Pull every line from the data below and reproduce each one verbatim, in the same order.

** BEGIN **

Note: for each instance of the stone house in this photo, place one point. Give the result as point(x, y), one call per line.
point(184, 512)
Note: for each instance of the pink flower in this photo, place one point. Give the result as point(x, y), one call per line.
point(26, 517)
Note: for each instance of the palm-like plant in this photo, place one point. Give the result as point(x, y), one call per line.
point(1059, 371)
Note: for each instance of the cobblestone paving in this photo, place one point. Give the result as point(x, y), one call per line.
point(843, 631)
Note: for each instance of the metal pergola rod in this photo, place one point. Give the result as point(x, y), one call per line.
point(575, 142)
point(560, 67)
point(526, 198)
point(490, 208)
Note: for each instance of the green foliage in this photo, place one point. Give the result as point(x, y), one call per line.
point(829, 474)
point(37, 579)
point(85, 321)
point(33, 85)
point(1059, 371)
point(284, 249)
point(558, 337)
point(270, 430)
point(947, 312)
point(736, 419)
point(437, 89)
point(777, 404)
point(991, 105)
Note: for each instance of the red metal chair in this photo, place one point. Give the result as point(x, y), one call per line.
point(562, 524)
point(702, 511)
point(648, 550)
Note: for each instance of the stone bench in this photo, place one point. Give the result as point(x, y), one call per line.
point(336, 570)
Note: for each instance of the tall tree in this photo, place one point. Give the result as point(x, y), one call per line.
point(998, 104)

** END **

**Complete answer**
Note: for each instance of the stone house in this photo, place one point. Give the result as point(x, y), one call per line.
point(184, 512)
Note: for each instance of the pink flower in this photo, place one point. Give the result as point(x, y), one call per line.
point(26, 517)
Note: for each instance of the palm-like plant in this photo, place one point. Give the result as point(x, y), one call per line.
point(1059, 371)
Note: for each instance of the cobblestone paving in this photo, place one point. Give the result as point(x, y), one call per line.
point(843, 631)
Note: for each instance of the metal pergola rod in this photo, place one point. Give the result as point(x, y), one call per line.
point(575, 142)
point(560, 67)
point(526, 198)
point(490, 208)
Note: for each instance of the green foliage in this photo, place one point. Give the result as point(x, y), one call per line.
point(829, 474)
point(37, 579)
point(85, 321)
point(33, 85)
point(1059, 371)
point(284, 249)
point(558, 337)
point(270, 430)
point(947, 312)
point(736, 419)
point(437, 89)
point(777, 404)
point(991, 105)
Note: for each instance of the red metal chair in this photo, place one point. Give the result as point(x, y), one call per line.
point(562, 524)
point(702, 511)
point(648, 550)
Note: for each instance of the stone bench in this photo, place one point. Give the result as point(x, y), one call per line.
point(336, 570)
Note: for each instance of the tall tree in this photo, place one point. Give the result as point(x, y), one call per line.
point(998, 104)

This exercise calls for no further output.